Exercise instructions -
Copy out everything from the line containing "Can you see the plaid fabric star?" down to the end of the items, renaming each "instance" as "occurrence" and leaving all else unchanged.

Object position labeling items
******************************

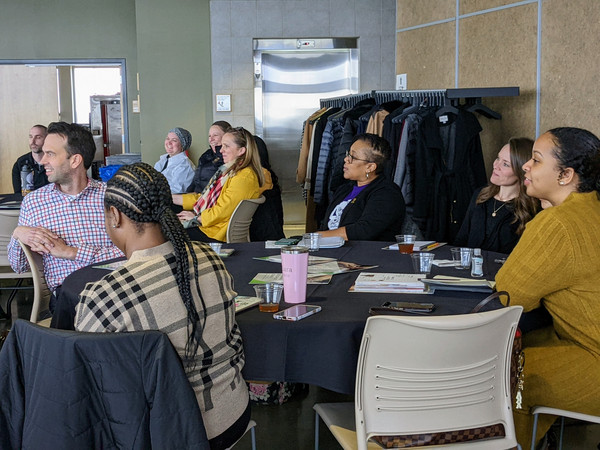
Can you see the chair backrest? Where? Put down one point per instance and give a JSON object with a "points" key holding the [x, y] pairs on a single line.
{"points": [[48, 372], [41, 293], [238, 229], [9, 219], [420, 375]]}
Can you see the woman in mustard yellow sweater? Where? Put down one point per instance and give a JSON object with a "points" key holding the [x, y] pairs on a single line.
{"points": [[557, 264], [241, 177]]}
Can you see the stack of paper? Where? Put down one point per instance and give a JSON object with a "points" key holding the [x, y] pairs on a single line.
{"points": [[390, 282], [460, 284]]}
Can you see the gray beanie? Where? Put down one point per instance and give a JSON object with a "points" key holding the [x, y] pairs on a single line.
{"points": [[184, 136]]}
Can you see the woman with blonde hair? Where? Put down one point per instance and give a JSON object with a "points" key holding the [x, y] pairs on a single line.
{"points": [[556, 264], [241, 177]]}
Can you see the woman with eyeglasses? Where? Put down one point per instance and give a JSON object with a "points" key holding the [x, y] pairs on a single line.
{"points": [[498, 213], [241, 177], [556, 264], [369, 207]]}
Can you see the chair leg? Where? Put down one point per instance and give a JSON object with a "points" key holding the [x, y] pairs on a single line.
{"points": [[253, 436], [8, 314], [535, 417]]}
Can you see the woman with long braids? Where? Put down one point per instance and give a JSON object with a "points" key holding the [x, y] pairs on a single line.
{"points": [[170, 284], [557, 264], [241, 177]]}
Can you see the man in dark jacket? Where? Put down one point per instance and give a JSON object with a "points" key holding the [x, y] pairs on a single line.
{"points": [[37, 178]]}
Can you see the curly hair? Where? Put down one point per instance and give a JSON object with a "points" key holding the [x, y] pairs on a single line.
{"points": [[143, 195], [580, 150], [524, 206]]}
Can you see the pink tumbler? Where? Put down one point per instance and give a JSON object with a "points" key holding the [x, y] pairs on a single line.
{"points": [[294, 267]]}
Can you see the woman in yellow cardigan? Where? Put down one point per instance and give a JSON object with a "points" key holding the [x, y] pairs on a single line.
{"points": [[241, 177], [557, 264]]}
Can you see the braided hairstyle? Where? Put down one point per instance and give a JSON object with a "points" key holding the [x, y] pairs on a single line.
{"points": [[143, 195]]}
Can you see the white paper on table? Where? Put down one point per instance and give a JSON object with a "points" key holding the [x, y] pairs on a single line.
{"points": [[445, 263]]}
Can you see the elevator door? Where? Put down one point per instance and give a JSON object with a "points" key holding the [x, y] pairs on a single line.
{"points": [[288, 86]]}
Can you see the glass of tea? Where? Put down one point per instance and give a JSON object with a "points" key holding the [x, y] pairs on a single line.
{"points": [[270, 295], [406, 242]]}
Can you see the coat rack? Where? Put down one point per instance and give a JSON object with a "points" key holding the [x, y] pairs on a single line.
{"points": [[433, 97]]}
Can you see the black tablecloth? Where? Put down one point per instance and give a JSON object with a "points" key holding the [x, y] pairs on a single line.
{"points": [[321, 349]]}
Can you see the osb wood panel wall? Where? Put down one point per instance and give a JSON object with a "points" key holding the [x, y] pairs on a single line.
{"points": [[498, 46], [28, 96]]}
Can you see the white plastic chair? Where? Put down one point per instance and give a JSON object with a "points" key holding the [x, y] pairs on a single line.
{"points": [[9, 219], [238, 229], [251, 426], [562, 413], [41, 293], [423, 375]]}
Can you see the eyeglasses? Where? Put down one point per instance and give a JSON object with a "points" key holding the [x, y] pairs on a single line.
{"points": [[351, 158]]}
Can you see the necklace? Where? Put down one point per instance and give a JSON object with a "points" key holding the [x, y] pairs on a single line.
{"points": [[497, 209]]}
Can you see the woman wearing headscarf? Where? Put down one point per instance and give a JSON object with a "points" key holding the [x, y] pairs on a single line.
{"points": [[175, 164], [174, 285], [498, 213]]}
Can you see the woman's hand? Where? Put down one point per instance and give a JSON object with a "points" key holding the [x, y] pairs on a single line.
{"points": [[178, 199], [186, 215]]}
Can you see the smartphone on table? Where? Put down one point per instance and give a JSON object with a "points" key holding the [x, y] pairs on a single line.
{"points": [[410, 307], [297, 312]]}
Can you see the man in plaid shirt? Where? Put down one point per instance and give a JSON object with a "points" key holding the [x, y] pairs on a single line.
{"points": [[64, 220]]}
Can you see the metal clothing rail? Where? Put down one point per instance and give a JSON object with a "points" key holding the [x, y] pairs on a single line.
{"points": [[437, 97]]}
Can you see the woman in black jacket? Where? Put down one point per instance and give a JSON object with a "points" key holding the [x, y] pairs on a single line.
{"points": [[211, 159], [498, 213], [370, 207]]}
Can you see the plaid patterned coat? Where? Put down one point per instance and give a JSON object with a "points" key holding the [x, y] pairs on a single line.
{"points": [[143, 295]]}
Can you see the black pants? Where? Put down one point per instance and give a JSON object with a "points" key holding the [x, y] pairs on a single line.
{"points": [[196, 234], [230, 436]]}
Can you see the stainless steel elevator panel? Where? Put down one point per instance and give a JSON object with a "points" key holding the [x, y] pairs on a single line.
{"points": [[290, 77]]}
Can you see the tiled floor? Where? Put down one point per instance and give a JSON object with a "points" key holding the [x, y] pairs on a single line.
{"points": [[291, 426]]}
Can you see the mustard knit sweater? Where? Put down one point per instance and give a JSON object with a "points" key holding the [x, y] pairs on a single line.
{"points": [[557, 263]]}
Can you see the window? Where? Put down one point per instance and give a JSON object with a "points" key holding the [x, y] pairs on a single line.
{"points": [[88, 81]]}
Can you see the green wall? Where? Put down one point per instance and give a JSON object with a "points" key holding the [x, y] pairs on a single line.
{"points": [[175, 75], [168, 43]]}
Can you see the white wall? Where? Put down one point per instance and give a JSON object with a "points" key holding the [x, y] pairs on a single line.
{"points": [[234, 23]]}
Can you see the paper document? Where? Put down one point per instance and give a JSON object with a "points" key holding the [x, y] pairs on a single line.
{"points": [[313, 278]]}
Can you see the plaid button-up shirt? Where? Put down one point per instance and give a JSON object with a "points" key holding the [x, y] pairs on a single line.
{"points": [[78, 220]]}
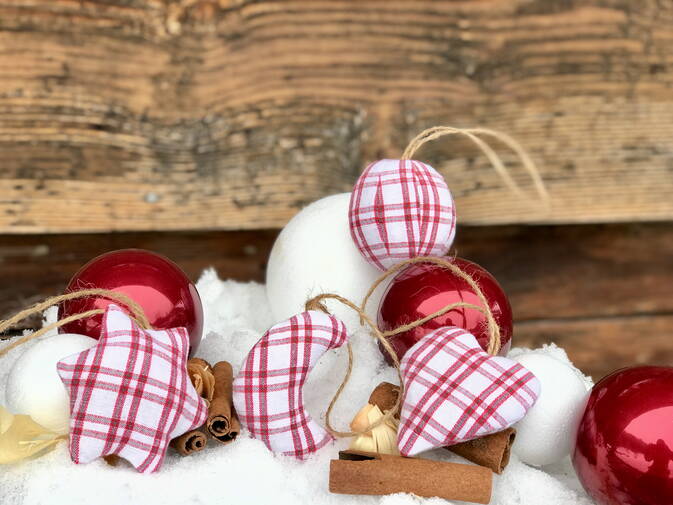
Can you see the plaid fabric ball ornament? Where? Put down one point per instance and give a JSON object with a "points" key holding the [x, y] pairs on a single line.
{"points": [[130, 394], [401, 209], [455, 392], [268, 393]]}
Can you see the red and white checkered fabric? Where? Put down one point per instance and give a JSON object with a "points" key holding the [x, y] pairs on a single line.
{"points": [[268, 391], [401, 209], [455, 392], [130, 394]]}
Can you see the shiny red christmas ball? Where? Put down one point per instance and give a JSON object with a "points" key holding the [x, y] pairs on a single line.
{"points": [[162, 289], [424, 288], [624, 451]]}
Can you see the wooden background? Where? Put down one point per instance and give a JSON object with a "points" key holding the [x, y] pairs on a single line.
{"points": [[178, 125]]}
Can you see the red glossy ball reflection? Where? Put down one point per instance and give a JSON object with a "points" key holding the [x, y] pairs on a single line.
{"points": [[424, 288], [167, 296], [624, 452]]}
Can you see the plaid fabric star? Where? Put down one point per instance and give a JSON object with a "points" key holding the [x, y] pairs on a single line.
{"points": [[455, 392], [130, 394], [401, 209]]}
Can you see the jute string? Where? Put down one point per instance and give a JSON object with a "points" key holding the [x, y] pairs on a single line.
{"points": [[316, 303], [474, 135], [136, 311]]}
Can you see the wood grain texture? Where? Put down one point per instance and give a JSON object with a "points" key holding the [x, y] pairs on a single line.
{"points": [[603, 292], [204, 114]]}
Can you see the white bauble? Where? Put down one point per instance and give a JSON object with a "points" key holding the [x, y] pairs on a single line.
{"points": [[315, 254], [547, 433], [34, 387]]}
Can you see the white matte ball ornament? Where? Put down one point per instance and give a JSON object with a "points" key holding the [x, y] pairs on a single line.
{"points": [[315, 254], [401, 209], [547, 434], [34, 387]]}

******************************

Written solution -
Can you see the plaid fabric star? Where? Put down one point per occurrence and give a JSON object with a "points" key holding the [x, y] pairs on a single line.
{"points": [[455, 392], [130, 394], [401, 209]]}
Can you see the jute string? Where? Put down one point per occurrence and give a JSON object with a "points" key holding the [x, y] pairs on a single line.
{"points": [[316, 303], [474, 135], [136, 311]]}
Can you see the wood grain texture? Where? Put down one point per occurrence and give a JSON object with a "points" key holding the [x, y] pairs on a single line.
{"points": [[603, 292], [204, 114]]}
Can you see the white bauble? Where? Put down one point per occurrence and give a JSON object with a "points" key holding the [x, y] pairs on a single line.
{"points": [[315, 254], [547, 433], [34, 387]]}
Can you see the white matte ball ornament? Where? Put down one point per occurrence and give a JSON object with a "points" key holding the [x, y] pairs on a single line.
{"points": [[315, 254], [401, 209], [547, 434], [34, 387]]}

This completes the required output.